Rescale the records from the start through the line containing "[[[53,119],[53,116],[52,115],[48,115],[47,118],[49,119]]]", including both ends, reproducing every line with its wording unchanged but multiplying each outline vertex coordinate by 1.35 and rounding to whole numbers, halves up. Leave the pictures out of your answer.

§ Working data
○ ○ ○ ○ ○

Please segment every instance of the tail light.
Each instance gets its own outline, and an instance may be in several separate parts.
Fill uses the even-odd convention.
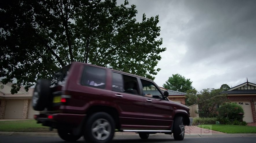
[[[69,93],[67,92],[65,92],[64,93],[64,95],[61,95],[60,102],[62,103],[66,104],[68,102],[69,99],[71,98],[71,96],[67,94]]]
[[[60,100],[60,102],[62,103],[66,103],[67,102],[67,99],[65,98],[62,98]]]
[[[53,119],[53,116],[52,115],[48,115],[47,118],[49,119]]]

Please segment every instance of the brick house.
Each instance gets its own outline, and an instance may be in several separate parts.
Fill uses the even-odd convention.
[[[32,106],[32,99],[34,89],[28,92],[21,86],[16,94],[12,94],[12,83],[4,85],[0,82],[0,119],[32,119],[38,114]]]
[[[227,94],[231,102],[242,106],[244,112],[244,121],[256,123],[256,84],[247,81],[222,93]]]

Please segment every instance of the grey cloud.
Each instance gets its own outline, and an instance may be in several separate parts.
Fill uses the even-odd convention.
[[[123,1],[121,1],[122,2]],[[256,1],[129,0],[141,21],[159,15],[162,47],[167,50],[155,81],[172,74],[193,81],[198,90],[256,83]]]

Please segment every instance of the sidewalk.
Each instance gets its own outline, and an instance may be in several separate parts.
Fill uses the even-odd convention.
[[[165,135],[161,133],[153,134],[151,136]],[[170,136],[165,135],[166,136]],[[25,132],[0,132],[1,136],[27,136],[44,137],[59,137],[58,133],[29,133]],[[171,135],[172,136],[172,135]],[[139,136],[139,134],[134,133],[128,132],[117,132],[115,137],[117,138],[130,138],[134,136]],[[187,134],[185,135],[185,138],[226,138],[232,137],[255,137],[255,134]]]
[[[196,126],[185,126],[185,137],[186,138],[224,138],[231,137],[249,137],[256,136],[255,134],[226,134],[210,129],[211,126],[205,126],[205,129]],[[157,133],[152,136],[163,135]],[[26,132],[0,132],[1,136],[18,136],[58,137],[58,133],[38,133]],[[139,136],[138,134],[132,132],[116,132],[115,136],[117,138],[126,138],[129,136]]]

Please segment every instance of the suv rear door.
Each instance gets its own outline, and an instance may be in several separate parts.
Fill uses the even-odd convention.
[[[145,103],[143,97],[138,93],[139,90],[136,93],[139,89],[137,81],[132,76],[112,73],[112,93],[115,96],[113,102],[118,106],[122,128],[140,128],[144,121]]]
[[[148,119],[147,124],[155,126],[158,128],[168,128],[172,123],[172,115],[173,109],[167,99],[163,99],[162,93],[154,83],[149,80],[140,79],[143,94],[150,94],[152,97],[143,96],[145,102],[145,117]],[[145,88],[146,87],[147,88]]]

○ ○ ○ ○ ○

§ Written answer
Please segment every instance of the tail light.
Each instance gets its own outline, and an instance may be in several separate parts.
Fill uses the even-odd convention.
[[[93,126],[90,124],[88,124],[86,126],[86,128],[82,128],[81,138],[84,139],[89,140],[92,138],[93,134],[96,132],[96,130],[90,127]]]
[[[81,135],[81,138],[84,139],[89,139],[90,138],[90,134],[88,132],[84,132]]]
[[[72,161],[72,157],[70,155],[65,155],[63,159],[66,161]]]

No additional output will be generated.